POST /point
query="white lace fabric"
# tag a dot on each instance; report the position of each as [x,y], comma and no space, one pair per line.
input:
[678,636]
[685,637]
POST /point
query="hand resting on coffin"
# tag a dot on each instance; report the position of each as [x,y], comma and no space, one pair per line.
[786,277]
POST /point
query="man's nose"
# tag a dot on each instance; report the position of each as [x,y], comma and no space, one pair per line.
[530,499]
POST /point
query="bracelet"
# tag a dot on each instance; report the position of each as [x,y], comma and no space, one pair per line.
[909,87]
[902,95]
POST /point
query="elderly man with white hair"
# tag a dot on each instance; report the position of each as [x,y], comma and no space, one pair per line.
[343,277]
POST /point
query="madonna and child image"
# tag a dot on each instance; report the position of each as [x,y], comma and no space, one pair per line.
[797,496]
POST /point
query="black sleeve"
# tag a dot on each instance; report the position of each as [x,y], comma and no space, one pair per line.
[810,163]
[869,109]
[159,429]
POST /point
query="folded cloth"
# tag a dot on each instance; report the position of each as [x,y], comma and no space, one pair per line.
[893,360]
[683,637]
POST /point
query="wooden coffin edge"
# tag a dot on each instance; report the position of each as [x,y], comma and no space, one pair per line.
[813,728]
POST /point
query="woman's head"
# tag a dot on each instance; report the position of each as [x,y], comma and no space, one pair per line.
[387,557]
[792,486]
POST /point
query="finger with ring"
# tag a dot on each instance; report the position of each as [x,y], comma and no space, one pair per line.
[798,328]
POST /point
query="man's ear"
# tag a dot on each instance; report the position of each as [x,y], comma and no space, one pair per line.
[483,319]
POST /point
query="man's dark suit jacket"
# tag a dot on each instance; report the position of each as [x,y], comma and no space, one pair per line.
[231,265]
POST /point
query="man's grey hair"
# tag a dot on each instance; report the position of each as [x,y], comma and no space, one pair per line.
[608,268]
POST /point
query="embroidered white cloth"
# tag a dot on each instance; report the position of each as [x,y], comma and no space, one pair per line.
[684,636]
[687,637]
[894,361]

### Set task
Copy all the lines, exactly.

### Exercise result
POST /point
query="white lace fabric"
# tag a dot on each instance; report the position of each as [x,y], comma and no space, one pair per line.
input:
[678,636]
[685,637]
POST /point
query="hand resting on coffin"
# tag a dot on each instance; report the position of each as [x,y], comma and no space, one pair per line.
[786,277]
POST /point
query="man's nose"
# tag a dot on each instance; report the position of each as [x,y], comma and no space, one pair per line.
[530,499]
POST /point
query="bracelet"
# tag a dot on each instance; report the position of each as [x,y], comma and no space, one pair per line.
[909,87]
[902,95]
POST /point
query="elderly man with white hair"
# tag a dot on each instance; report the position of each as [x,y], comma and no space, one pair per line.
[343,277]
POST /point
query="madonna and child image"
# tag a dot on each instance; report the position of each as [x,y], comma and no space, one pair per line.
[797,496]
POST /point
query="black sleeve"
# tag a dot on each instance; report the position of each as [x,y], comma and no space, one pair per line.
[810,163]
[869,109]
[159,429]
POST /point
query="folded cloth"
# tag a dot on each instance; report the position of each as [x,y], comma and no space, one pair per line.
[893,360]
[683,637]
POST /point
query="wooden coffin edge"
# tag a dot on each instance; report the position of each as [x,y], comma and no space, one pair per line.
[813,728]
POST /point
query="woman's head"
# tag a dot on each instance; report the position of each as [x,y], comma and no space, one pair per line.
[387,557]
[792,486]
POST /point
query="finger with ring"
# tag a dot on each instance; report the position of each as [x,y], comma and no space, one pair per line.
[798,328]
POST /point
query="man's ear"
# tag a dot on each instance; report the position of each as [x,y], comma and no space, one pair per line.
[483,319]
POST /point
query="man's dark suit jacket"
# tag a dot on each instance; report the position of each as [x,y], comma and no space, one pair per line.
[231,265]
POST /point
query="man's grey hair"
# tag a dot on each instance; report the position of each as [x,y], comma and no space, one pair per line.
[608,268]
POST /point
query="embroidered white cloth"
# tag a dot on each instance; report the position of each as [x,y], comma and no space, one pair per line.
[684,636]
[687,637]
[894,361]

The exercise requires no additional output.